AW is working proactively with the USGS to identify the most important recreational streamgages. We are identifying these gauges via hits on our website. These hits take two forms: the first are simple visits to each streamgauge page; and the second are from the gauges that the registered users on our website have selected in their preference settings in the "MY GAUGES" field.

AW's Strategy for Saving a Gauge in about an Hour

STEP 1: The first step to saving a gauge is learning why it is threatened. This information should be available from the District Chief or other District staff. We generally recommend going straight to the Chief though, because as AW Regional Coordinator Don Kinser says, "I like going to the top where I can learn what's going on and make sure my interest is reflected downwards on the people who will be doing the work." Give yourself 5-10 minutes.

STEP 2: Learn who the cooperating agencies are that have historically provided funding in the past for the streamgage you care about, or other gauges in the region who may have a stake in protecting your gauge. Again, the USGS District staff should be able to help you identify those state and federal agencies. Give yourself 10 minutes.

STEP 3: Identify the head of the State Tourism Department and the Governor. We recommend doing a quick search on the "State Tourism Director Contact" and "State Governor Contact" to find this information. Give yourself 5 minutes.

STEP 4: Pull the information together from the first three steps in a short email alerting your paddling partners of the threat. Craft a simple message:
Please help to save this streamgage. The gauge is vital to recreational whitewater boaters and fishermen. The gauge is threatened due to a lack of a few thousand dollars. However the economic benefits to the local community make this a valuable investment. On an average trip to the river I spend $110 in the local community. When paddlers know that the river is at a good height, as many as 20 will visit on a typical day. Etc.
Post this information on Boatertalk and AW Forums. Send a copy to AW's Access Director. Give yourself 15 minutes.

* [Required work]: Please copy the gauge-saving text from "AW is working" up to and including "yourself 5-10 minutes.", changing "District Chief" to "District Director". The listing after the gauge-saving text has no connection to it.

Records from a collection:
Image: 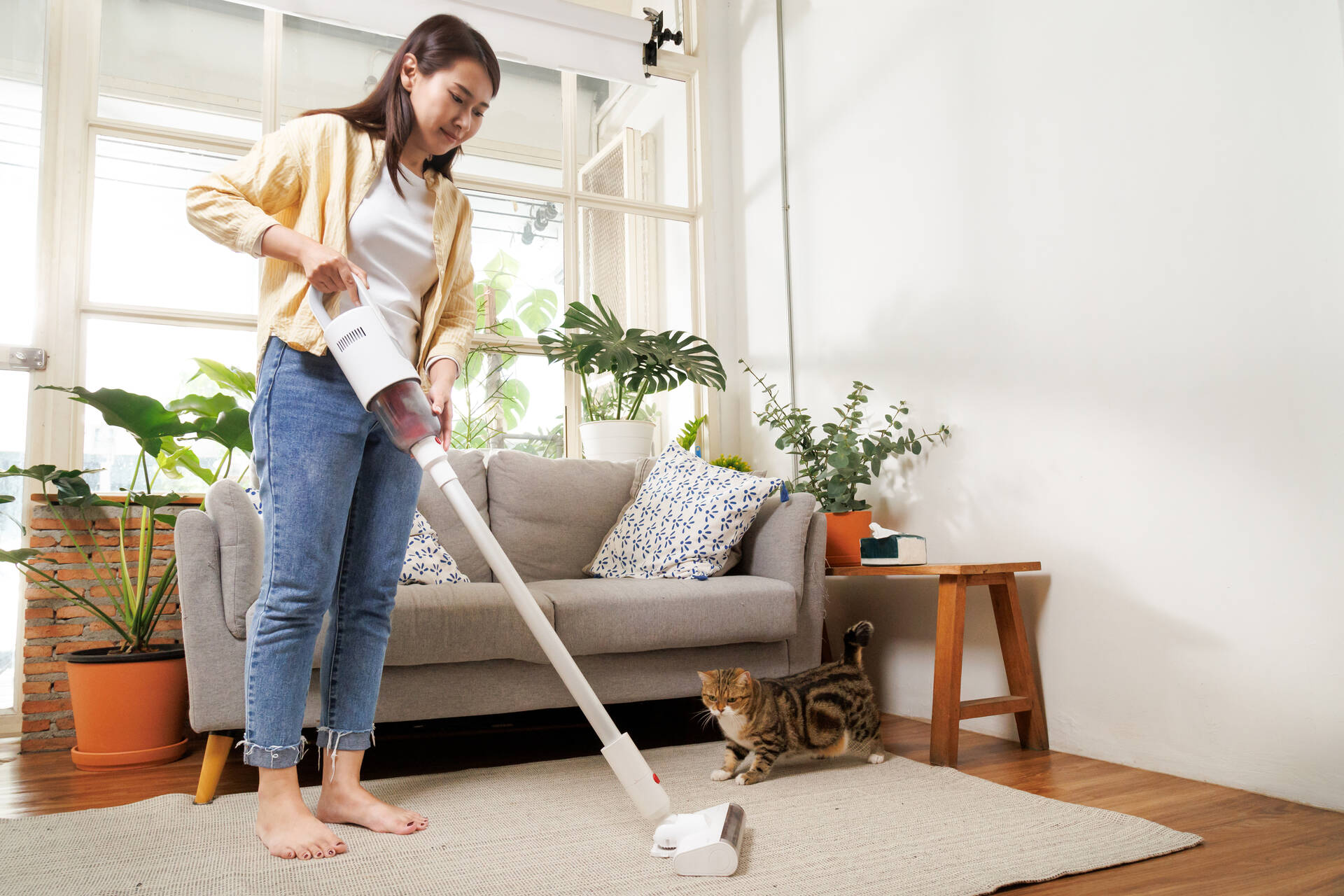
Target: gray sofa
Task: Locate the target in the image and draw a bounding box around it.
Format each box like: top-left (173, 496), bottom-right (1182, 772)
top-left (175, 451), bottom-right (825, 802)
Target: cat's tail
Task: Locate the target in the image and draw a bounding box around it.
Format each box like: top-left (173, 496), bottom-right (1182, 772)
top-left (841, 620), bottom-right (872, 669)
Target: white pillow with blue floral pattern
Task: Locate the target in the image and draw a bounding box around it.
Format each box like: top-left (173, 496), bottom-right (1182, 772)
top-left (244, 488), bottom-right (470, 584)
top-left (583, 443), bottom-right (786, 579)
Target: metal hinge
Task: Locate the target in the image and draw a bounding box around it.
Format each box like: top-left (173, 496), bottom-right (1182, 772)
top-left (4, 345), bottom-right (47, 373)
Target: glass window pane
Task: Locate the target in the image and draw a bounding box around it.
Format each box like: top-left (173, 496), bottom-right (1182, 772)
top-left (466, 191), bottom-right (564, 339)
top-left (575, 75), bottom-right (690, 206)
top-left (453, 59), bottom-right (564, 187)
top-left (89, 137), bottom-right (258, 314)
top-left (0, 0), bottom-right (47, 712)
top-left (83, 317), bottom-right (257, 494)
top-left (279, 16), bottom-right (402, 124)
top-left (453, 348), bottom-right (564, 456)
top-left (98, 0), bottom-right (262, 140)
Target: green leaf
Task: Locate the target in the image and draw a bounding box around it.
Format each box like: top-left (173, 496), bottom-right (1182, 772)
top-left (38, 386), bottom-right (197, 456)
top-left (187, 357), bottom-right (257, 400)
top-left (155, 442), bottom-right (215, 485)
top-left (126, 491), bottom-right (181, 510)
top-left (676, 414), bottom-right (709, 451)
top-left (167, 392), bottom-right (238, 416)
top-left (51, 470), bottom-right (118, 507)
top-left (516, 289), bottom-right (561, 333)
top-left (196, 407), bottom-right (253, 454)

* [Full response]:
AW is working proactively with the USGS to identify the most important recreational streamgages. We are identifying these gauges via hits on our website. These hits take two forms: the first are simple visits to each streamgauge page; and the second are from the gauges that the registered users on our website have selected in their preference settings in the "MY GAUGES" field.

AW's Strategy for Saving a Gauge in about an Hour

STEP 1: The first step to saving a gauge is learning why it is threatened. This information should be available from the District Director or other District staff. We generally recommend going straight to the Chief though, because as AW Regional Coordinator Don Kinser says, "I like going to the top where I can learn what's going on and make sure my interest is reflected downwards on the people who will be doing the work." Give yourself 5-10 minutes.